Work request: A verbatim copy of the listing is what is needed, minus any pictures.

Supplied records:
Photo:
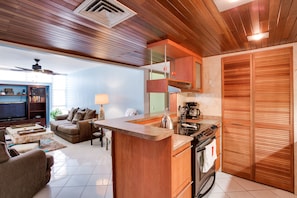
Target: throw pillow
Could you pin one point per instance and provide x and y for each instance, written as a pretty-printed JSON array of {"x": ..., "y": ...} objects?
[
  {"x": 4, "y": 155},
  {"x": 90, "y": 114},
  {"x": 79, "y": 115},
  {"x": 72, "y": 113}
]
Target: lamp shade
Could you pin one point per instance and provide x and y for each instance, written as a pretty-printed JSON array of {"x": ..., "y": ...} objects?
[{"x": 101, "y": 99}]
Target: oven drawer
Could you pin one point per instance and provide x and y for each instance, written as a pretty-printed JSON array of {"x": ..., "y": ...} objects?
[{"x": 181, "y": 171}]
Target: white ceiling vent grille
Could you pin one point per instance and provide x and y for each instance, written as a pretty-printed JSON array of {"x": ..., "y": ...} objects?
[{"x": 104, "y": 12}]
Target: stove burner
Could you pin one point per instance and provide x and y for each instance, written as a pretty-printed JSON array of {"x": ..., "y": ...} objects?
[
  {"x": 189, "y": 128},
  {"x": 198, "y": 131}
]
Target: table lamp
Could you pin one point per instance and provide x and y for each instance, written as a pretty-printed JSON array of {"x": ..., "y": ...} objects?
[{"x": 101, "y": 99}]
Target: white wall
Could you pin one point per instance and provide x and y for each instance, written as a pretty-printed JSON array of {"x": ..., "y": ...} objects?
[{"x": 125, "y": 87}]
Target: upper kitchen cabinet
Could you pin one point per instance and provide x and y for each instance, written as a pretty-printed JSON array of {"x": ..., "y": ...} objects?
[{"x": 185, "y": 68}]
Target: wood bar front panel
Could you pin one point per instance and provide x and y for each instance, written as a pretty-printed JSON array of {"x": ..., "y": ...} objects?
[{"x": 141, "y": 168}]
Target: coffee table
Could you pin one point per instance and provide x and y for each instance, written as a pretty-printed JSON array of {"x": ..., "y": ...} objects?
[{"x": 28, "y": 134}]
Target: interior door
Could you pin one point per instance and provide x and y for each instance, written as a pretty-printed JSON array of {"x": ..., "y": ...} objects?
[
  {"x": 236, "y": 114},
  {"x": 273, "y": 118}
]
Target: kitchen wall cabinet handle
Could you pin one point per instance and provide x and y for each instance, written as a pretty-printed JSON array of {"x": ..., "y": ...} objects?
[{"x": 184, "y": 190}]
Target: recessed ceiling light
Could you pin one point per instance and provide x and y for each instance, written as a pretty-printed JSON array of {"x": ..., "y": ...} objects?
[
  {"x": 223, "y": 5},
  {"x": 257, "y": 37}
]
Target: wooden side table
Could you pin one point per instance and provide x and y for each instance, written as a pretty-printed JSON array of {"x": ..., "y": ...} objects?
[{"x": 96, "y": 132}]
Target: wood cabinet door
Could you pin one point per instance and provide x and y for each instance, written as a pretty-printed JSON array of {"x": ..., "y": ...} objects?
[
  {"x": 236, "y": 114},
  {"x": 183, "y": 69},
  {"x": 273, "y": 118}
]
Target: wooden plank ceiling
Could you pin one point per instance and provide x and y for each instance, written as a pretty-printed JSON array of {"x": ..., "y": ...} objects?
[{"x": 195, "y": 24}]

Your solution:
Photo:
Target: throw pillow
Could you pin one point per instance and provide x and y for each instance, written as a pretty-printed JSON array of {"x": ..., "y": ...} objects?
[
  {"x": 4, "y": 155},
  {"x": 90, "y": 114},
  {"x": 79, "y": 115},
  {"x": 72, "y": 113}
]
Target: lamp shade
Could you pin one point per instance and provide x and y for each instance, written as a pretty-printed JSON array of {"x": ..., "y": ...} objects?
[{"x": 101, "y": 99}]
Target: oven drawer
Could you pin one point per instance and provide x and y for each instance, written as a pretty-printed JSON array of {"x": ..., "y": ...} objects?
[{"x": 181, "y": 171}]
Target: white ceiling vent grille
Could you pin one point per instance and provide x and y for each instance, written as a pretty-printed JSON array of {"x": ..., "y": ...} objects?
[{"x": 104, "y": 12}]
Target: stove burner
Could you pin one point per instance and provide x and y for each instance, written as a pretty-printed JSON array of {"x": ..., "y": ...} objects?
[
  {"x": 189, "y": 128},
  {"x": 198, "y": 131}
]
Target: table lamp
Could you pin one point per instance and provide x and y for each instance, written as a pretty-printed JSON array of {"x": ..., "y": ...} objects?
[{"x": 101, "y": 99}]
Target: white wall
Could you pin one point per instance and provide x and y for each instance, written as a pretty-printed JSON array of {"x": ..., "y": ...} objects?
[{"x": 125, "y": 87}]
Target: upper kitchen cabinet
Could you pin one point per instance and provide x and y for each instance, written as a pretty-printed JSON array of {"x": ..., "y": ...} objects?
[{"x": 185, "y": 68}]
Target: wood bar front panel
Could you pin one point per instance and provide x and y for each instance, written as a pretty-printed JSON array of {"x": ..., "y": ...} objects?
[{"x": 141, "y": 168}]
Target: coffee table
Could you pin one point per instance and provide x and y for each instance, written as a pretty-printed JSON array of {"x": ..., "y": ...} objects?
[{"x": 28, "y": 134}]
Target: interior door
Could you pin one point per instance and provide x and y for each instance, written as a pretty-printed JSON array of {"x": ..., "y": ...} objects?
[
  {"x": 236, "y": 114},
  {"x": 273, "y": 118}
]
Target: kitchen wall cabinet handle
Could you pin one point per instance and provide x and y for each instance, written as a pretty-printed JSON array of {"x": ..., "y": ...} objects?
[{"x": 184, "y": 190}]
Target: recessed ceiling light
Could you pin one point per instance and provide x and y for each instance, written as a pretty-printed JSON array of {"x": ..., "y": ...} objects?
[
  {"x": 223, "y": 5},
  {"x": 257, "y": 37}
]
Target: wooden side table
Could you pin one point per instance and provide x and y for each instance, written as a pretty-printed JSON array of {"x": ..., "y": ...} objects?
[{"x": 96, "y": 132}]
Target: wood cabinet door
Could you pin one point per instance and provide x and y for each instance, written as a pretty-printed JSON array of {"x": ..., "y": ...} objects?
[
  {"x": 236, "y": 114},
  {"x": 183, "y": 69},
  {"x": 273, "y": 118}
]
Target: wooden plank ceiling
Could you pin one point per instance and provide x and y for each instance, written as a pretty-printed JSON array of {"x": ..., "y": ...} objects?
[{"x": 195, "y": 24}]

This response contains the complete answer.